Data shown ::
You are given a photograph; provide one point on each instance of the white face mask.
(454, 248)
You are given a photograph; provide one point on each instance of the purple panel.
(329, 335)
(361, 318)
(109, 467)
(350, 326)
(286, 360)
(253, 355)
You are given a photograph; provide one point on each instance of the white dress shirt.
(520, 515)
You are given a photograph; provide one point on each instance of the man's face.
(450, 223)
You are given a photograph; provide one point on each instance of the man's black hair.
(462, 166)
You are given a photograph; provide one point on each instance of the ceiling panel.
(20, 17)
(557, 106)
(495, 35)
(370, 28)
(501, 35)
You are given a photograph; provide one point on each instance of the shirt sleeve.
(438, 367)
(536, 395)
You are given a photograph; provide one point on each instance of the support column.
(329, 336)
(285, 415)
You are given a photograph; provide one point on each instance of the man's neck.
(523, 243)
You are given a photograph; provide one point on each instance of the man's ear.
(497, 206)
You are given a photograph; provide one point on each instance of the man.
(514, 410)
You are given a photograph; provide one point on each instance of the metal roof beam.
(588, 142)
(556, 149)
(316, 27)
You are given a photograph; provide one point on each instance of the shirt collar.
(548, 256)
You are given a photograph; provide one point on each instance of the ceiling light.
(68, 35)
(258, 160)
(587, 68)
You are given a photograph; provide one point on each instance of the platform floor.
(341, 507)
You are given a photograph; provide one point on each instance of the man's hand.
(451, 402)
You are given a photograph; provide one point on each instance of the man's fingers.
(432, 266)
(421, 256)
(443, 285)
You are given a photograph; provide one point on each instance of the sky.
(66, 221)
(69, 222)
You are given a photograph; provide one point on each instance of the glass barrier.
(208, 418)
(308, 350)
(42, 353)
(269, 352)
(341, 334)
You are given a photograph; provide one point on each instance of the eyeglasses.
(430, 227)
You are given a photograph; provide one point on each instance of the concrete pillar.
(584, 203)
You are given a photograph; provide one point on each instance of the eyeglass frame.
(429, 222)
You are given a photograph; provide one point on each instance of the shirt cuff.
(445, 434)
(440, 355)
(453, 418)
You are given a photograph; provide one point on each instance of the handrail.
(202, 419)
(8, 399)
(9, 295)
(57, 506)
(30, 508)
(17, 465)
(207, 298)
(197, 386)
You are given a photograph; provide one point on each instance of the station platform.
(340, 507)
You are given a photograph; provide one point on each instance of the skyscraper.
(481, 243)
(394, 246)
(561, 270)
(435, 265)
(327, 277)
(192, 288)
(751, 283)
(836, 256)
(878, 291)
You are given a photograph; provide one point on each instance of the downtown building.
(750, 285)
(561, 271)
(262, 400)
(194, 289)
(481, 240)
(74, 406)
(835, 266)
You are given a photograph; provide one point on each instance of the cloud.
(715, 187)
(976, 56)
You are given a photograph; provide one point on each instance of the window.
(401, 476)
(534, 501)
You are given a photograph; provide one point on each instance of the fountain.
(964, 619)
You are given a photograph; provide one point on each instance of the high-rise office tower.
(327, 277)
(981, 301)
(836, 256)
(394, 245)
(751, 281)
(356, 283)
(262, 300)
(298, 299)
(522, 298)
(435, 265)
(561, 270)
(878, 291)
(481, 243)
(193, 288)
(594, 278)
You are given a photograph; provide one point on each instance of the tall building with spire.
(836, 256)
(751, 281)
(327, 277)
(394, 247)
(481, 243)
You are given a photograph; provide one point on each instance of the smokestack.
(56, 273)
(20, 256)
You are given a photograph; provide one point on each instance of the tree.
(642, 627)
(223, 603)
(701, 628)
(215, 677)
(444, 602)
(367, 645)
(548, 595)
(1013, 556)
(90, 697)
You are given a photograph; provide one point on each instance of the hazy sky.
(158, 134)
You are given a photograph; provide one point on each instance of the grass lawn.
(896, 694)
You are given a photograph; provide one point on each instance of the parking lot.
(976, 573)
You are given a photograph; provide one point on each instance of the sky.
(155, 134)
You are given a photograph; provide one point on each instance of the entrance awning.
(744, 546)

Aim of the task ::
Set down the items verbatim, starting with the line that contains "of the fountain." and continuing through the final line of the items, both ends included.

Answer to this task ::
You are given a photograph; provide one point on each instance of the fountain.
(964, 619)
You are given a photograph; provide one point on each instance of the high-rise office tower.
(327, 277)
(981, 301)
(836, 256)
(394, 245)
(751, 281)
(356, 283)
(262, 300)
(298, 299)
(522, 298)
(435, 265)
(561, 270)
(878, 291)
(481, 243)
(193, 288)
(594, 278)
You are given a photograph; provide one point on each instance of the tall building with spire.
(836, 256)
(751, 281)
(327, 277)
(394, 247)
(481, 243)
You are given a photograph; provide one point on each instance of the smokestack.
(56, 273)
(20, 256)
You are given a photograph; provide one point on each instance of the tree.
(642, 627)
(223, 603)
(701, 628)
(215, 677)
(444, 602)
(367, 645)
(548, 595)
(1013, 556)
(90, 697)
You are given a photograph; provide one point on each instance of the hazy sky.
(158, 134)
You are given a photograph; provide one point on each instance of the grass lawn.
(896, 694)
You are given a photograph; provide one point on each instance of the parking lot.
(976, 573)
You are given a photograph; provide one point on each instance of the sky.
(155, 134)
You are given a photograph; provide one point on each instance of the entrance awning.
(744, 546)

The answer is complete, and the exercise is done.